Reproduce the data below word for word, keeping each line intact and in its original order.

:: DATA EXTRACT

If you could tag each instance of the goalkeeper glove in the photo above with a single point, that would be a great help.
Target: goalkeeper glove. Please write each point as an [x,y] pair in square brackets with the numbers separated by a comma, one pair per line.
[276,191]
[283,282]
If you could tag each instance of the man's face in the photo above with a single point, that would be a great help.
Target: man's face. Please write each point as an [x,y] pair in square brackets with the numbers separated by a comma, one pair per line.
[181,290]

::::

SOLUTION TO THE PROBLEM =>
If you could tag each instance of the goalkeeper glove in the photo above with a single point, that would be a great help.
Target: goalkeeper glove. Please write each point as an [x,y] pair in square brackets with the numbers separated by a comma, one pair per line.
[276,191]
[283,282]
If you could tag each instance of the man's face in the photo above with a single point, that would be a great help.
Target: man's face. Please write each point as an [x,y] pair in square brackets with the numbers separated by a comma, one pair per line.
[181,290]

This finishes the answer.